*DIRECTIONS FOR THIS TASK*
Output all of the data below as a JSON array of strings, one string per line, leaving out blank lines.

(Records from a dataset)

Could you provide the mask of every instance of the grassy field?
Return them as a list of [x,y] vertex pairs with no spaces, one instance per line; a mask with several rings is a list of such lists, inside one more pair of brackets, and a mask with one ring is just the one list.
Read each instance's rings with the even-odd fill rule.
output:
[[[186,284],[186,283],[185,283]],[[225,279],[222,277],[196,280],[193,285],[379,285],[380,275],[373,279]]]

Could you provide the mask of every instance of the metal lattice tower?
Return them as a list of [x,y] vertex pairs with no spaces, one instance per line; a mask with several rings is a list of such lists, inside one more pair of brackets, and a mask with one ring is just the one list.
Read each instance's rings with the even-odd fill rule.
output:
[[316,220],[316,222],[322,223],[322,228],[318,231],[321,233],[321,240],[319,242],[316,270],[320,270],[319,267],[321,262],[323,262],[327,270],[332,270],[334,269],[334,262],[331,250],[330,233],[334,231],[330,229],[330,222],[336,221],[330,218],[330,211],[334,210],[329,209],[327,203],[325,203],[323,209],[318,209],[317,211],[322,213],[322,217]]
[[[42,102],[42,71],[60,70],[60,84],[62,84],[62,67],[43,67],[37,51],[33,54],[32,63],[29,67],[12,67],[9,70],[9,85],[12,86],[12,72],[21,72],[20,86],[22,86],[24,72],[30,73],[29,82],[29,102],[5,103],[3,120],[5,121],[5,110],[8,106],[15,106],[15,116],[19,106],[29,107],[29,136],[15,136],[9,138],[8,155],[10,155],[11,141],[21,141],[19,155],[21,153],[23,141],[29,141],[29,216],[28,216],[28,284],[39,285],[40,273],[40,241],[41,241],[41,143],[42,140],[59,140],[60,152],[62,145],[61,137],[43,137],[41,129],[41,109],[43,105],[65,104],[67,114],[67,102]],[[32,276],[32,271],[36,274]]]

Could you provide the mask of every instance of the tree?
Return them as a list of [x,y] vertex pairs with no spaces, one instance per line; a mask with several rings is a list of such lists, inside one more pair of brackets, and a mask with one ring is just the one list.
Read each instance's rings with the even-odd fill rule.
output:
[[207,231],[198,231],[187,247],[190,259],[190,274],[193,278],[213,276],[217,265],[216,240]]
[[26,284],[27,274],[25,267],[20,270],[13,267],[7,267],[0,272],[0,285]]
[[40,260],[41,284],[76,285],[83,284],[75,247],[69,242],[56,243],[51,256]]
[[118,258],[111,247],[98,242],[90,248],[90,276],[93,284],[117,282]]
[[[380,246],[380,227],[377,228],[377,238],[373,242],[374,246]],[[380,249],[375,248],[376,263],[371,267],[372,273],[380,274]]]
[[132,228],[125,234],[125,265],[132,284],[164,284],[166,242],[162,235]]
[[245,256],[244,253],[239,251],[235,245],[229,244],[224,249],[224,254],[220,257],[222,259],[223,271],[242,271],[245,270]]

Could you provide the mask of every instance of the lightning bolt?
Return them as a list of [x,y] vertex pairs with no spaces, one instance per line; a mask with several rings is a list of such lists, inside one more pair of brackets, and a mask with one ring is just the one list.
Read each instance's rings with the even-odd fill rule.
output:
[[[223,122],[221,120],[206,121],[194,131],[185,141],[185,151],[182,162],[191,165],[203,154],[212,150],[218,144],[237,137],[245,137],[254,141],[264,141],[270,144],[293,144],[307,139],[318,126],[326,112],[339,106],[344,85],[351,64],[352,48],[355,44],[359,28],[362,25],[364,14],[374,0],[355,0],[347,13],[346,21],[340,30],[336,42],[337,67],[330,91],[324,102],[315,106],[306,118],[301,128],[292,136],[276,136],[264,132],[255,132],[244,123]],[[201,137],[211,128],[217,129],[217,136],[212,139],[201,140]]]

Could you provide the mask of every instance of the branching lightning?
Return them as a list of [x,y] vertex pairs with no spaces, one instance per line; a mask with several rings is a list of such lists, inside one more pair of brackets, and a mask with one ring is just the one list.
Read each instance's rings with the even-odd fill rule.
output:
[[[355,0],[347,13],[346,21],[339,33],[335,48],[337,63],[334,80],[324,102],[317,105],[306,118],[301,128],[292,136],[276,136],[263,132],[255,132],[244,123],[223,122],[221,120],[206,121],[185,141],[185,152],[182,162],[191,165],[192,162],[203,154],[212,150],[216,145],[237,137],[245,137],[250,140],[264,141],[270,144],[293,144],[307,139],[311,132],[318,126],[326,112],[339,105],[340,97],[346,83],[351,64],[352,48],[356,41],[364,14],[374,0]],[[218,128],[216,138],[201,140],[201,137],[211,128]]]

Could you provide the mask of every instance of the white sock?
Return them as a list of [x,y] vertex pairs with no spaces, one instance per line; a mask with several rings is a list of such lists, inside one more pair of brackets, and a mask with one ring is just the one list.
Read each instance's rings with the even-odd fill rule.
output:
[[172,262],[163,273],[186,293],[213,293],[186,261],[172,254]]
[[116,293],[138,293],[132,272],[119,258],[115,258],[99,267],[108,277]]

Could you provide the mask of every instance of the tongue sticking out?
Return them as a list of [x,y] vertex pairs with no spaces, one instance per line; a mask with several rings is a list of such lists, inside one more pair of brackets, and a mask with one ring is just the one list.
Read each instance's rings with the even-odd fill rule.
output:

*RESPONSE TO THE EXERCISE*
[
  "Could you provide the mask of every instance of the grassy field?",
  "Return them as a list of [x,y] vertex pairs with no spaces, one instance per line; a mask with several rings is a list of such lists, inside one more pair of brackets, and a mask with one ring is just the one list.",
  "Read each instance's rings with the even-odd fill rule.",
  "output:",
  "[[[186,284],[186,283],[185,283]],[[225,279],[222,277],[196,280],[193,285],[379,285],[380,275],[373,279]]]",
  "Could you provide the mask of every instance of the metal lattice tower?",
  "Return them as a list of [x,y] vertex pairs with no spaces, one instance per line; a mask with several rings is a list of such lists, inside one more pair of brackets, and a mask with one ring is just the one list.",
  "Read each instance's rings with the even-odd fill rule.",
  "output:",
  "[[316,220],[316,222],[322,223],[322,228],[318,231],[321,233],[321,240],[319,242],[316,270],[320,270],[319,267],[321,262],[323,262],[327,270],[332,270],[334,269],[334,262],[331,250],[330,233],[334,231],[330,229],[330,222],[336,221],[330,218],[330,211],[334,210],[329,209],[327,203],[325,203],[323,209],[318,209],[317,211],[322,213],[322,217]]",
  "[[[42,102],[42,71],[60,70],[60,84],[62,84],[62,67],[43,67],[37,51],[33,54],[32,63],[29,67],[12,67],[9,70],[9,85],[12,86],[12,72],[21,72],[20,86],[22,86],[24,72],[30,73],[29,82],[29,102],[5,103],[3,120],[5,121],[5,110],[8,106],[15,106],[15,116],[19,106],[29,107],[29,136],[15,136],[9,138],[8,155],[10,155],[11,141],[21,141],[19,155],[21,153],[23,141],[29,141],[29,216],[28,216],[28,284],[39,285],[40,273],[40,241],[41,241],[41,143],[42,140],[59,140],[60,152],[62,145],[61,137],[43,137],[41,129],[41,109],[43,105],[65,104],[67,114],[67,102]],[[32,276],[32,271],[36,274]]]",
  "Could you provide the mask of every instance of the tree?",
  "Return them as a list of [x,y] vertex pairs with no spaces, one instance per line; a mask with several rings is a list of such lists, inside one more pair of brackets, and a mask with one ring is just the one list.",
  "Read each instance's rings with the even-odd fill rule.",
  "output:",
  "[[207,231],[198,231],[187,247],[190,259],[190,274],[193,278],[213,276],[217,265],[216,240]]",
  "[[26,284],[27,274],[25,267],[20,270],[13,267],[7,267],[0,272],[0,285]]",
  "[[40,260],[41,284],[76,285],[83,284],[75,247],[69,242],[56,243],[51,256]]",
  "[[118,258],[111,247],[98,242],[90,248],[90,276],[93,284],[117,282]]",
  "[[[380,246],[380,227],[377,228],[377,238],[373,242],[374,246]],[[380,249],[375,248],[376,263],[371,267],[372,273],[380,274]]]",
  "[[132,228],[125,234],[125,265],[132,284],[164,284],[166,242],[162,235]]",
  "[[245,256],[244,253],[239,251],[235,245],[229,244],[224,249],[224,254],[220,257],[222,259],[223,271],[242,271],[245,270]]",
  "Could you provide the mask of every instance of the lightning bolt?",
  "Return them as a list of [x,y] vertex pairs with no spaces, one instance per line; a mask with several rings is a list of such lists, inside one more pair of brackets, and a mask with one ring is just the one list.",
  "Read each instance's rings with the even-odd fill rule.",
  "output:",
  "[[[223,122],[221,120],[206,121],[194,131],[185,141],[185,151],[182,162],[191,165],[203,154],[212,150],[218,144],[237,137],[245,137],[254,141],[264,141],[270,144],[293,144],[307,139],[318,126],[326,112],[339,106],[344,85],[351,64],[352,48],[355,44],[359,28],[362,25],[364,14],[374,0],[355,0],[347,13],[346,21],[340,30],[336,42],[337,67],[330,91],[324,102],[315,106],[306,118],[301,128],[292,136],[276,136],[264,132],[255,132],[244,123]],[[201,137],[211,128],[217,129],[217,136],[212,139],[201,140]]]",
  "Could you provide the mask of every instance of the branching lightning?",
  "Return them as a list of [x,y] vertex pairs with no spaces, one instance per line; a mask with several rings is a list of such lists, inside one more pair of brackets, and a mask with one ring is just the one list.",
  "Read each instance's rings with the even-odd fill rule.",
  "output:",
  "[[[355,0],[347,13],[346,21],[339,33],[335,48],[337,63],[334,80],[324,102],[317,105],[306,118],[301,128],[292,136],[276,136],[263,132],[255,132],[244,123],[223,122],[221,120],[206,121],[185,141],[185,152],[182,162],[191,165],[192,162],[203,154],[212,150],[216,145],[237,137],[245,137],[250,140],[264,141],[270,144],[293,144],[307,139],[311,132],[318,126],[326,112],[339,105],[340,97],[346,83],[351,64],[352,48],[356,41],[364,14],[374,0]],[[218,128],[216,138],[201,140],[201,137],[211,128]]]",
  "Could you provide the mask of every instance of the white sock?",
  "Return them as a list of [x,y] vertex pairs with no spaces, one instance per line; a mask with several rings is a list of such lists, inside one more pair of brackets, and a mask with one ring is just the one list.",
  "Read each instance's rings with the even-odd fill rule.",
  "output:",
  "[[172,262],[163,273],[186,293],[213,293],[186,261],[172,254]]",
  "[[116,293],[138,293],[132,272],[119,258],[115,258],[99,267],[108,277]]",
  "Could you provide the mask of every instance of the tongue sticking out?",
  "Return them as a list of [x,y] vertex pairs with no spaces, one instance per line; a mask with several rings is a list of such lists, inside one more pair of brackets, and a mask with one ring is just the one list.",
  "Read each instance's rings with the even-odd fill rule.",
  "output:"
]